**Input for this task**.
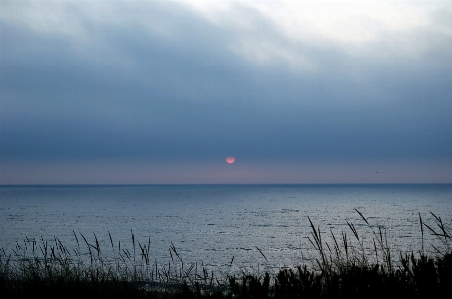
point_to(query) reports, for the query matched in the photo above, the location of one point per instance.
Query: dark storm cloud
(175, 91)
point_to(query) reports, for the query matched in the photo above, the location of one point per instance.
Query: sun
(230, 160)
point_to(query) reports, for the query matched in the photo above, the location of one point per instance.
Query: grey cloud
(138, 93)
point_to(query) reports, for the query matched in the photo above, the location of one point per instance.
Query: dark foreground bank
(346, 267)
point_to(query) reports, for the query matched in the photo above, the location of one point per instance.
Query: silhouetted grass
(347, 266)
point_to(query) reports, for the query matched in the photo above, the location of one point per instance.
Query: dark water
(213, 223)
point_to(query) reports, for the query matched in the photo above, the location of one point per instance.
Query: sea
(227, 228)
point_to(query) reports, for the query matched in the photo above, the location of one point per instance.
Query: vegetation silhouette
(346, 267)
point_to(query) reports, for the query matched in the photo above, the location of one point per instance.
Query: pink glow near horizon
(217, 173)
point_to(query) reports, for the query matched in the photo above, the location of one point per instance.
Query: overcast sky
(162, 91)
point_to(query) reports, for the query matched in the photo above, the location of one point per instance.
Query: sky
(161, 92)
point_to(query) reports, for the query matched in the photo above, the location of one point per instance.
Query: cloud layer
(275, 83)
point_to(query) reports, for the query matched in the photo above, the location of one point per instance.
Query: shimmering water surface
(211, 224)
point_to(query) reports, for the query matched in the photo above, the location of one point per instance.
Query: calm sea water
(212, 224)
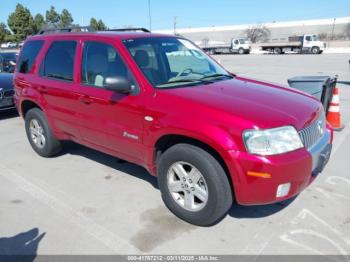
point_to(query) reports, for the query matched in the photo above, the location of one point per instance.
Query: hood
(263, 105)
(6, 81)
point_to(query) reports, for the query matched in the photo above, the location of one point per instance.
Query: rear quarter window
(28, 54)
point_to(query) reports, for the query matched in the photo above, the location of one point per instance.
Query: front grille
(311, 134)
(8, 93)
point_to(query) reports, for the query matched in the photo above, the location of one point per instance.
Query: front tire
(315, 50)
(193, 184)
(40, 135)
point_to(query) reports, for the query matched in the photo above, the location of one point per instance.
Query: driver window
(101, 61)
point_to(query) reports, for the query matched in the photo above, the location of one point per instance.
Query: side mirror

**Aim of the task**. Apart from the pictures, return the records exactly.

**Task response**.
point_to(query) reports, for the query matched in the photo above, the location of one point per instance.
Query: dark storm cloud
(175, 91)
point_to(query) reports, for the query matched in the photo above, the location of one point per instance.
Query: sun
(230, 160)
point_to(query) reports, for the query matched in the photo above, the location of one point per instance.
Query: grey cloud
(138, 93)
point_to(query) reports, for the query matched in the photo above, the location of one point per instance.
Query: dark foreground bank
(346, 267)
point_to(query) reports, for the query matched in the photo above, the location of one point per instance.
Query: silhouetted grass
(347, 266)
point_to(query) reports, for the query matched in the photo above, the location of one point per instance.
Query: dark water
(213, 223)
point_to(query) reports, for the query matched in the photo above, the location of one point per instance.
Query: sea
(227, 228)
point_to(query) reports, for the query matched in the photo above, the location of one point per instance.
Query: vegetation silhouette
(346, 267)
point_to(query) reports, for the query matched in the photo above, the location of one point per instance.
Query: pink glow near horizon
(217, 173)
point_to(query) reports, for the query matched in the photo above, the location of one point per instance.
Query: overcast sky
(162, 91)
point_to(query) reports, for the query matched in the photo above, the location of one point per instance.
Query: sky
(161, 92)
point_to(query) reports, for the query matched in the photo above, the location of one point per instance.
Query: cloud layer
(275, 83)
point_to(query) reports, for the query matched in the photo above, the location of one point per instance.
Query: shimmering water surface
(211, 224)
point_to(query) reports, for the query matched in the photo above, the location of one point per instance.
Query: calm sea water
(212, 224)
point_to(query) reports, for the query matched in the photo above, the location of one point per instance.
Query: hood
(263, 105)
(6, 81)
point_to(query) reports, for the query matched in the photo above, the location of one point per instance.
Query: rear quarter window
(28, 54)
point_to(query) reports, for the query matched in the photo above, the location of one point per instance.
Query: front grille
(311, 134)
(8, 93)
point_to(query) reports, for the query matched in the photo above, the location of one point per instance.
Query: front tire
(315, 50)
(193, 184)
(40, 135)
point_to(query) reports, for the query matched in the photo above, the location of one point per instance.
Query: driver window
(101, 61)
point_to(query) reports, for the query matched in the photo above, the location of one point per instance.
Query: side mirror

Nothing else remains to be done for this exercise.